== Exercises to complete ==
a - From the Packers passage, list every offensive player named as someone who could make the Pro Bowl.
b - Write the next few sentences of the Packers passage, picking up after its final sentence.

== Source extract ==
....

While four All-Pro's may be a lofty goal, it certainly is not unreachable. The Packers have Super Bowl MVP Aaron Rodgers, Greg Jennings, Jermichael Finley, Ryan Grant, Chad Clifton and Brian Bulaga all on the offensive side of the ball who could make the Pro Bowl (even I agree that Grant making the Pro Bowl is a stretch, but it could happen).
The defense is even more talented.
The Packers have three legitimate studs in Clay Matthews, B.J. Raji and Charles Woodson. On top of that, A.J. Hawk, Ryan Pickett, Tramon Williams and Nick Collins are all candidates for the Pro Bowl.
Randall Cobb showed tremendous explosiveness in his first game, as well. Mason Crosby is a top-flight kicker, too.
Rodgers and Matthews are locks for consideration on the Pro Bowl team. Woodson will likely receive the same as long as he plays at a similar level to the past few seasons.
Green Bay may have faced their best opponent all season in the New Orleans Saints.

....

== Input data ==
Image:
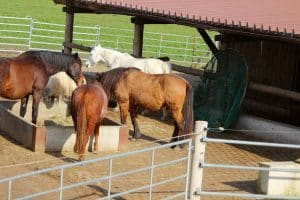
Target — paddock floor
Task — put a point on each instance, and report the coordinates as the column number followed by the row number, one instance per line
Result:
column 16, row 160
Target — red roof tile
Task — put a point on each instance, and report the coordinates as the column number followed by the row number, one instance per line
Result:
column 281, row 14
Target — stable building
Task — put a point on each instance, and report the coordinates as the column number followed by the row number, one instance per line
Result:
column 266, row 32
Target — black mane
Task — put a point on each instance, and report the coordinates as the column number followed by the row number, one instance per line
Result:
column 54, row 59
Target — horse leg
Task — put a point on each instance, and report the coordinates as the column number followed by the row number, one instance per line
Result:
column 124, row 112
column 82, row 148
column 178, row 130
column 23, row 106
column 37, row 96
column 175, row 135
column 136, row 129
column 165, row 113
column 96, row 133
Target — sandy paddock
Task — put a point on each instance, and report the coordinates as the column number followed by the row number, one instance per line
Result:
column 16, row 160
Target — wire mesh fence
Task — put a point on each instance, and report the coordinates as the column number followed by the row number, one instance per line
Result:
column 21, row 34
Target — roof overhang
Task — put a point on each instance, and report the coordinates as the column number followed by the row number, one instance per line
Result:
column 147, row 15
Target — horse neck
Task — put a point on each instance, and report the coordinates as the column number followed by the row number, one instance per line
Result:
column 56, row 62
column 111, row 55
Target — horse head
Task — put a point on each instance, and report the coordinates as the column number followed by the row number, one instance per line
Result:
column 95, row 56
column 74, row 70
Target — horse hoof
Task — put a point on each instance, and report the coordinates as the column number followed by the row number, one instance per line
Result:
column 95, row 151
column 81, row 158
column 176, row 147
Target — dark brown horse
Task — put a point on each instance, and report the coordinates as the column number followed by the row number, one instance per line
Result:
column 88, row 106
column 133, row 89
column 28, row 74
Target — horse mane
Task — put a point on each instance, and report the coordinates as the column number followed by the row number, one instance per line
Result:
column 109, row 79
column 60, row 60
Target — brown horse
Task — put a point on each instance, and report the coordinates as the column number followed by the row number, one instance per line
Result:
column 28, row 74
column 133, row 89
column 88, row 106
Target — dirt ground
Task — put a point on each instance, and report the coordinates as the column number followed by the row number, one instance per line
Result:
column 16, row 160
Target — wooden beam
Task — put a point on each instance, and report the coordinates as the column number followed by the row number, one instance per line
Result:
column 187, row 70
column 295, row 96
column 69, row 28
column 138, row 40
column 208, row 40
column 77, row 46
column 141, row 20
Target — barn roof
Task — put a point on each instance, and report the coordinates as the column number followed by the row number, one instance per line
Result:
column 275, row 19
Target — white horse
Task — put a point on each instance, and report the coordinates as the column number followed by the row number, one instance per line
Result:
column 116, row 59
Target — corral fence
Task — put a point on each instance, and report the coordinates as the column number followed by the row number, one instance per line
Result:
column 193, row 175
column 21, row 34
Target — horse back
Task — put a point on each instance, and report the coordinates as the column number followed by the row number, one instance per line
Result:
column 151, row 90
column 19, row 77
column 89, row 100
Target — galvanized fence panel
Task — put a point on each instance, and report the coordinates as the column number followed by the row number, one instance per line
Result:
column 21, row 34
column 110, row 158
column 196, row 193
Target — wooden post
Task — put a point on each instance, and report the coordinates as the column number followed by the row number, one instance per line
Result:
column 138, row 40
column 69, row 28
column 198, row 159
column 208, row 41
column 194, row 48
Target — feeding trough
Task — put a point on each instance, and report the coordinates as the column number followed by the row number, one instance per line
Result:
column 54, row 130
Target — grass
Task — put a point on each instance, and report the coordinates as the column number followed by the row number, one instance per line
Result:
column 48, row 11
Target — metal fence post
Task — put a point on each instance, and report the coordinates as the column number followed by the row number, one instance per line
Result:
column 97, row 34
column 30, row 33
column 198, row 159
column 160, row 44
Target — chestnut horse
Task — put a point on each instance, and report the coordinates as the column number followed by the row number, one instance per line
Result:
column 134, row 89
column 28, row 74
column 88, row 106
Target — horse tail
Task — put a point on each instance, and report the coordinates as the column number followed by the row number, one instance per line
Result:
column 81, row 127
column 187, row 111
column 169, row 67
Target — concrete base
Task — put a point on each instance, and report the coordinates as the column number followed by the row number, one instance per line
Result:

....

== Answers ==
a - Aaron Rodgers, Greg Jennings, Jermichael Finley, Ryan Grant, Chad Clifton, Brian Bulaga

b -
The Packers match up against the NFC South and AFC West this season, and since they finished second in their division, they face St. Louis and the New York Giants.
Not exactly murderers' row.
The Packers let the Saints hang close and left it up to the last second before having the game in hand, but they looked in control of the game for the most part.
The Patriots, on the other hand, lived on the edge. New England had four games decided by four points or fewer.
Against the Colts and Ravens, the Patriots seemed to struggle. Tom Brady had a "pedestrian" line of 21/32 for 255 yards with three touchdowns and two interceptions against Indianapolis. Joseph Addai tore up the Patriots with 114 yards and a touchdown.
Mr. Bundchen may have been outperformed by Kyle Boller against Baltimore. Brady went 18 for 38 with 257 yards and had two touchdowns and one interception. Boller, on the other hand, went 15 for 23 with 210 yards and two touchdowns and one interception.
Willis McGahee added in 138 yards rushing.
It is unlikely that the Packers allow that many close games with a far less intimidating schedule.
In the first game of the season, Brady and Rodgers had nearly identical days.
Rodgers threw for 312 yards on 27 completions. Brady threw for 297 on 22 completions. Both had three touchdowns and no interceptions.
Brady ended the season with five games with over 350 yards passing but none over 400. He generally did it against his better competition, too.
Brady also hit some lows, though.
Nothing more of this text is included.